◆ **Set task**:
Repeat the material exactly, every line of it.

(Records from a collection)
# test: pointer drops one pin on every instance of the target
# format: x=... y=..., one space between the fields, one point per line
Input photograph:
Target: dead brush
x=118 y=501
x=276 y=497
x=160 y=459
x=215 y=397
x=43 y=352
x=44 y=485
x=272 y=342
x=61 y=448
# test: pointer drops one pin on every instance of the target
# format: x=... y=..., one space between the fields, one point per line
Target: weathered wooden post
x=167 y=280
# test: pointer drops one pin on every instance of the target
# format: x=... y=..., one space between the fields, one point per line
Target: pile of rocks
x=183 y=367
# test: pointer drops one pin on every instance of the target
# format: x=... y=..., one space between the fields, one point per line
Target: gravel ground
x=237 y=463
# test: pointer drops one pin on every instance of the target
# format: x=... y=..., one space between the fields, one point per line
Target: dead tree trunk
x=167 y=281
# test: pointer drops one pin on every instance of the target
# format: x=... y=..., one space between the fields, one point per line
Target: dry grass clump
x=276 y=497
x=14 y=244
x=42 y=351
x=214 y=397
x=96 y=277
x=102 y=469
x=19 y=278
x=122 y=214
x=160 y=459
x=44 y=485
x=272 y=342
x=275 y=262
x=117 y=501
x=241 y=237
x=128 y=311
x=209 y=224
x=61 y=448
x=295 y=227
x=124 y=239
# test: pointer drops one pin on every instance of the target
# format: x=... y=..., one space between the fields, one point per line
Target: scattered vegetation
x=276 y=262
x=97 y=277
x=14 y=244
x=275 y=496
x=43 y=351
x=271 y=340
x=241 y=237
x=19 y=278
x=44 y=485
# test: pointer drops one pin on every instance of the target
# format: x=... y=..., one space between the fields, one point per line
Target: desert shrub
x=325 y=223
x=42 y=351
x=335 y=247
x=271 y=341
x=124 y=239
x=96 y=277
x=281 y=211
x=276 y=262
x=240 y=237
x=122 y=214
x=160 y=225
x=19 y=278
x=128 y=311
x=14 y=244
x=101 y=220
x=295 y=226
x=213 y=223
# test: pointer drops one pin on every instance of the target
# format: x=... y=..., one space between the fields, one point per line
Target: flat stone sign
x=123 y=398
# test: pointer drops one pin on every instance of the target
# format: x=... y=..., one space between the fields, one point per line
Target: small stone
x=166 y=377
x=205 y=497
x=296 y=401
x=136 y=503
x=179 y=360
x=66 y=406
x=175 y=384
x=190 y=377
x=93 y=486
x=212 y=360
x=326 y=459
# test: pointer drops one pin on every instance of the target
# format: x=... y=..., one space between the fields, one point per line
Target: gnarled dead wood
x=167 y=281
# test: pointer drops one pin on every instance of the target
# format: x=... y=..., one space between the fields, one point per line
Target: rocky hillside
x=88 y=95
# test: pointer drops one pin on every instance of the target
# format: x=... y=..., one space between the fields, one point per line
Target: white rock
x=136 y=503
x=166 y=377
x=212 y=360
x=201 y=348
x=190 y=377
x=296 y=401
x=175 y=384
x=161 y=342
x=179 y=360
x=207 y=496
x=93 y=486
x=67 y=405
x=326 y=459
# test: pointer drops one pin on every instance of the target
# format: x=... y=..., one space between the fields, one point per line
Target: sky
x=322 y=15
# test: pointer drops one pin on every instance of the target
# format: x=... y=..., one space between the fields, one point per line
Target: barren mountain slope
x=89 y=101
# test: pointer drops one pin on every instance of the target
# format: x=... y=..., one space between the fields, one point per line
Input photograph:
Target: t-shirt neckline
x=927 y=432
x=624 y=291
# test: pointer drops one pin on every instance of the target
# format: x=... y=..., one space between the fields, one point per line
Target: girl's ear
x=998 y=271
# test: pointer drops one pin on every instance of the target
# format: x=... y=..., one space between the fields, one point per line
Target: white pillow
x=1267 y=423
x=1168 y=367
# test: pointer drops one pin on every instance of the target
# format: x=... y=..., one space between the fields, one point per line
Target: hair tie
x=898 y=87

◆ **Solved problem**:
# test: pointer drops one pin on every instance of the target
# format: x=... y=..., one space between the fields, one point per line
Input photograph:
Target: dead brush
x=118 y=501
x=276 y=497
x=160 y=459
x=215 y=397
x=43 y=352
x=44 y=485
x=272 y=342
x=61 y=448
# test: pointer drops one pin on every instance of the target
# format: x=... y=..., one space between the fields, one point per line
Target: weathered wooden post
x=167 y=280
# test: pointer drops one pin on every instance of the target
# format: x=... y=..., one space between the fields, one point per line
Target: pile of rocks
x=183 y=367
# test: pointer drops one pin on every instance of the target
# format: x=... y=..., one space between the fields, one point per line
Target: gravel ground
x=237 y=463
# test: pointer drops one pin on every instance of the target
# format: x=... y=..., one space between the fields, one point per line
Target: dead tree trunk
x=167 y=281
# test: pointer drops one pin on every instance of the target
# format: x=... y=..., one space between the fields, one point per line
Target: dry grass clump
x=276 y=497
x=14 y=244
x=42 y=351
x=214 y=397
x=96 y=277
x=102 y=469
x=19 y=278
x=122 y=214
x=160 y=459
x=44 y=485
x=272 y=342
x=275 y=262
x=117 y=501
x=241 y=237
x=128 y=311
x=209 y=224
x=61 y=448
x=295 y=227
x=124 y=239
# test: pointer drops one pin on every instance of the target
# format: x=... y=..., one space between the fields, one point per line
Target: scattered vegetation
x=276 y=262
x=97 y=277
x=14 y=244
x=275 y=496
x=43 y=351
x=271 y=340
x=241 y=237
x=19 y=278
x=44 y=485
# test: pointer drops one pin on every instance of the target
# format: x=... y=..., one space between the fields, one point per line
Target: desert shrub
x=325 y=223
x=42 y=351
x=335 y=247
x=271 y=341
x=124 y=239
x=96 y=277
x=281 y=211
x=276 y=262
x=240 y=237
x=122 y=214
x=160 y=225
x=19 y=278
x=128 y=311
x=14 y=244
x=101 y=220
x=295 y=226
x=213 y=223
# test: pointer drops one pin on every instance of the target
# format: x=... y=..., one space between the fields, one point per line
Target: flat stone sign
x=123 y=398
# test: pointer drops one pin on every instance of the target
# format: x=... y=..., one space between the fields, one point per line
Target: small stone
x=166 y=377
x=205 y=497
x=296 y=401
x=136 y=503
x=179 y=360
x=66 y=406
x=175 y=384
x=190 y=377
x=93 y=486
x=212 y=360
x=326 y=459
# test: pointer drops one pin on every instance of the target
# format: x=... y=..., one space between the fields, one point per line
Target: gnarled dead wood
x=167 y=281
# test: pointer drops one pin on every instance of the target
# format: x=... y=..., one space between the fields, one point per line
Target: rocky hillside
x=88 y=95
# test: pointer drops one pin on every instance of the target
# format: x=... y=..., one space between the fields, one point per line
Target: white rock
x=136 y=503
x=166 y=377
x=212 y=360
x=201 y=348
x=190 y=377
x=296 y=401
x=175 y=384
x=161 y=342
x=179 y=360
x=207 y=496
x=93 y=486
x=67 y=405
x=326 y=459
# test: pointer drops one pin on every instance of the target
# format: x=... y=..., one space between the fields, one point per line
Target: sky
x=322 y=15
# test: pointer drops one pin on every instance of the target
# format: x=... y=..., one space between the fields, one point per line
Target: barren mountain slope
x=89 y=101
# test: pointer drops one pin on every instance of the target
# format: x=... y=..., one space between the fields, one point per line
Input photograph:
Target: t-shirt neckline
x=927 y=432
x=624 y=291
# test: pointer drops one pin on every instance of the target
# format: x=... y=..., one space between the fields, one point per line
Target: girl's ear
x=998 y=271
# test: pointer drops one pin on every instance of the target
# format: x=... y=..., one space between the fields, one point per line
Target: white pillow
x=1267 y=423
x=1168 y=367
# test: pointer drops one pin on every instance of the target
# format: x=... y=..., one space between the fields, one point per line
Target: hair tie
x=898 y=87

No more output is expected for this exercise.